Format each line of the listing below as a numbered list, skipping any blank lines.

[Excerpts from annotation records]

-- BEGIN --

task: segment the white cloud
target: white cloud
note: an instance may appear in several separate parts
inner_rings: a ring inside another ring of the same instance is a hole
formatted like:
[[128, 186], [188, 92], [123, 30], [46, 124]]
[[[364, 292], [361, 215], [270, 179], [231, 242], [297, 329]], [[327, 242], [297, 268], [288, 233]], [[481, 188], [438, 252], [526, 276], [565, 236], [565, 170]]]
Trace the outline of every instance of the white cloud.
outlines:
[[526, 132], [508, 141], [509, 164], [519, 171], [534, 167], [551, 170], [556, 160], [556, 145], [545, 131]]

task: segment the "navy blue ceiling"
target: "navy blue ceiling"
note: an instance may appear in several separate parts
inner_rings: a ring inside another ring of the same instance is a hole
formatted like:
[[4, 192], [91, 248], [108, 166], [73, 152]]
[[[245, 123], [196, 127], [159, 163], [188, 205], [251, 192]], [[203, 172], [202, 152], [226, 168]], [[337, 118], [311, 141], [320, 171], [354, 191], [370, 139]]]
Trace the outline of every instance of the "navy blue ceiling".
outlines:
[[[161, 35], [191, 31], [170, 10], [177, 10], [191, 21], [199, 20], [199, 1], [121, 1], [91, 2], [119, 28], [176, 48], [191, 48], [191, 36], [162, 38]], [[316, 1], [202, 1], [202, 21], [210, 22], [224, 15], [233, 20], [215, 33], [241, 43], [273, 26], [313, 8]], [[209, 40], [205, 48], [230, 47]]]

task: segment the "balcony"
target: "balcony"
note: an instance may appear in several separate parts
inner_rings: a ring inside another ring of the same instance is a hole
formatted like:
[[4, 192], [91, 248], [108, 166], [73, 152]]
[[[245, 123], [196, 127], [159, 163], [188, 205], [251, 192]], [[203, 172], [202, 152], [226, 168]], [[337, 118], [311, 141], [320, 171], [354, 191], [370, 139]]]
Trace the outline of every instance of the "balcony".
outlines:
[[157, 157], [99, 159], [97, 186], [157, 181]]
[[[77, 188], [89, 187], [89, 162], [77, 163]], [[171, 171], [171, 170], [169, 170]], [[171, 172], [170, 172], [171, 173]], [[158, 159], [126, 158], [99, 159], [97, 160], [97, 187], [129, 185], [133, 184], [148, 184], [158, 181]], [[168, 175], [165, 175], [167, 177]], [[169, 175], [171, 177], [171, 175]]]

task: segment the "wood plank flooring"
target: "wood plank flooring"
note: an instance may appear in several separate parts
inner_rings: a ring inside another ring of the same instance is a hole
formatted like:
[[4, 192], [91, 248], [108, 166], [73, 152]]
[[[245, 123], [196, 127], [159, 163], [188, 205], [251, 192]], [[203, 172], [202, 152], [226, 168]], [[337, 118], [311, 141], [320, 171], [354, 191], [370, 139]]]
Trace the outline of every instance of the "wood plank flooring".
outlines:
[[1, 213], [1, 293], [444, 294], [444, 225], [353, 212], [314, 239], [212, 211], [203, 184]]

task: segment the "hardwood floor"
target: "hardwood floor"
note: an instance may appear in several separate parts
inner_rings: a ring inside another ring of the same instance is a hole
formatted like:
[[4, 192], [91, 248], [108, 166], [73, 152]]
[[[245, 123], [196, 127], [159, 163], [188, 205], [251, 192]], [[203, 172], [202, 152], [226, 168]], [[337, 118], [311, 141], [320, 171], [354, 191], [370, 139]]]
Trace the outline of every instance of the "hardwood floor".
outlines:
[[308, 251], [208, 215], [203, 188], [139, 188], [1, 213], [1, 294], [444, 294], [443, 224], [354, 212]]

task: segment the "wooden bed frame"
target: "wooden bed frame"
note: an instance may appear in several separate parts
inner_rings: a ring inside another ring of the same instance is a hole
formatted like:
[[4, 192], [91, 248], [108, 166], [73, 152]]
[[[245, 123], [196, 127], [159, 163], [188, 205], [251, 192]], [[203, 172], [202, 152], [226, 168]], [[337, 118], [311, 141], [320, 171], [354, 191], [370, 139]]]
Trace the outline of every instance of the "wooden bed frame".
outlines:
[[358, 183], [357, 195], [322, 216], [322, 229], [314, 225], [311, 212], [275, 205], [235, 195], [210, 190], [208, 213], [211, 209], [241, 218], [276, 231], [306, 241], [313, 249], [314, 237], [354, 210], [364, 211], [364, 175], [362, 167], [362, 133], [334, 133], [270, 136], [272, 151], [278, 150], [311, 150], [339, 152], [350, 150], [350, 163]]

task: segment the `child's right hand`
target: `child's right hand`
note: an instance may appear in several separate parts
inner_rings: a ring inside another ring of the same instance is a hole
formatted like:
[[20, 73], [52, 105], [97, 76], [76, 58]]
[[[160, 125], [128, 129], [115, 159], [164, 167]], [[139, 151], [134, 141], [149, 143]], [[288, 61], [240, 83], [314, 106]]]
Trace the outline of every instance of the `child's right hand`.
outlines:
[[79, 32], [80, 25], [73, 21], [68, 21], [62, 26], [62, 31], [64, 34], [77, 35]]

-- END --

### Correct response:
1. task: segment the white cloud
2. target: white cloud
3. note: an instance may appear in several separate parts
4. inner_rings: a ring inside another ring of the same instance is a hole
5. formatted like:
6. [[128, 186], [188, 92], [123, 30], [46, 124]]
7. [[[364, 292], [361, 215], [270, 179], [231, 242], [297, 329]], [[327, 242], [297, 268], [288, 233]], [[481, 188], [438, 252], [526, 276], [565, 236], [565, 170]]]
8. Trace the outline of every instance of the white cloud.
9. outlines:
10. [[526, 132], [508, 141], [509, 164], [519, 171], [534, 167], [551, 170], [556, 160], [556, 145], [545, 131]]
11. task: segment the "navy blue ceiling"
12. target: "navy blue ceiling"
13. note: an instance may appear in several separate parts
14. inner_rings: a ring inside another ring of the same instance is a hole
15. formatted like:
16. [[4, 192], [91, 248], [108, 166], [73, 152]]
17. [[[245, 123], [196, 127], [159, 163], [188, 205], [251, 192]], [[203, 172], [202, 152], [226, 168]], [[337, 118], [311, 141], [320, 171], [354, 191], [370, 139]]]
18. Trace the outline of every instance of the "navy blue ceiling".
19. outlines:
20. [[[161, 35], [191, 31], [170, 10], [177, 10], [191, 21], [199, 20], [199, 1], [121, 1], [91, 2], [119, 28], [176, 48], [191, 48], [191, 36], [162, 38]], [[316, 1], [202, 1], [202, 21], [210, 22], [224, 15], [233, 20], [215, 33], [241, 43], [273, 26], [313, 8]], [[209, 40], [205, 48], [230, 47]]]
21. task: segment the "balcony"
22. target: "balcony"
23. note: an instance may appear in several separate parts
24. inner_rings: a ring inside another ring of the same instance is a hole
25. formatted like:
26. [[4, 192], [91, 248], [108, 166], [73, 152]]
27. [[[245, 123], [196, 127], [159, 163], [188, 205], [251, 192]], [[203, 172], [202, 152], [226, 168]], [[337, 118], [311, 141], [320, 171], [354, 191], [370, 139]]]
28. Trace the outline of every instance of the "balcony".
29. outlines:
30. [[157, 157], [99, 159], [97, 186], [157, 181]]
31. [[[77, 188], [89, 187], [89, 162], [77, 163]], [[171, 171], [171, 170], [169, 170]], [[171, 172], [170, 172], [171, 173]], [[158, 159], [126, 158], [99, 159], [97, 160], [97, 187], [129, 185], [133, 184], [148, 184], [158, 181]], [[168, 175], [165, 175], [167, 177]], [[169, 175], [171, 177], [171, 175]]]
32. task: segment the "wood plank flooring"
33. target: "wood plank flooring"
34. note: an instance may appear in several separate parts
35. inner_rings: a ring inside another ring of the same instance is a hole
36. formatted like:
37. [[4, 192], [91, 248], [108, 166], [73, 152]]
38. [[[245, 123], [196, 127], [159, 163], [188, 205], [251, 192]], [[203, 172], [202, 152], [226, 168]], [[337, 118], [311, 141], [320, 171], [354, 191], [370, 139]]]
39. Trace the outline of every instance of the "wood plank flooring".
40. outlines:
41. [[1, 213], [1, 293], [444, 294], [444, 225], [353, 212], [314, 239], [212, 211], [203, 184]]
42. task: segment the "hardwood floor"
43. target: "hardwood floor"
44. note: an instance may appear in several separate parts
45. inner_rings: a ring inside another ring of the same instance is a hole
46. formatted like:
47. [[4, 192], [91, 248], [108, 166], [73, 152]]
48. [[[245, 123], [196, 127], [159, 163], [188, 205], [251, 192]], [[203, 172], [202, 152], [226, 168]], [[337, 118], [311, 141], [320, 171], [354, 191], [370, 139]]]
49. Trace the outline of every instance of the "hardwood floor".
50. outlines:
51. [[308, 251], [208, 215], [203, 188], [139, 188], [1, 213], [1, 294], [444, 294], [443, 224], [354, 212]]
52. task: segment the "wooden bed frame"
53. target: "wooden bed frame"
54. note: an instance may appear in several separate parts
55. inner_rings: a ring inside another ring of the same instance is a hole
56. formatted like:
57. [[4, 192], [91, 248], [108, 166], [73, 152]]
58. [[[245, 123], [196, 127], [159, 163], [188, 205], [251, 192]], [[203, 172], [202, 152], [226, 168]], [[337, 118], [311, 141], [320, 171], [354, 191], [370, 139]]]
59. Trace the outline of every instance of the "wooden bed frame".
60. outlines:
61. [[358, 183], [357, 195], [322, 216], [322, 229], [314, 225], [311, 212], [275, 205], [235, 195], [210, 190], [208, 213], [211, 209], [241, 218], [276, 231], [306, 241], [313, 249], [314, 237], [354, 210], [364, 211], [364, 175], [362, 167], [362, 133], [334, 133], [270, 136], [272, 151], [278, 150], [311, 150], [339, 152], [350, 150], [350, 163]]
62. task: segment the `child's right hand`
63. target: `child's right hand`
64. note: an instance may appear in several separate parts
65. inner_rings: a ring inside another ring of the same instance is a hole
66. formatted like:
67. [[20, 73], [52, 105], [97, 76], [76, 58]]
68. [[[160, 125], [128, 129], [115, 159], [164, 167]], [[139, 151], [134, 141], [149, 143]], [[288, 61], [240, 83], [314, 106]]]
69. Trace the outline of every instance of the `child's right hand`.
70. outlines:
71. [[79, 32], [80, 25], [73, 21], [68, 21], [62, 26], [62, 31], [64, 34], [77, 35]]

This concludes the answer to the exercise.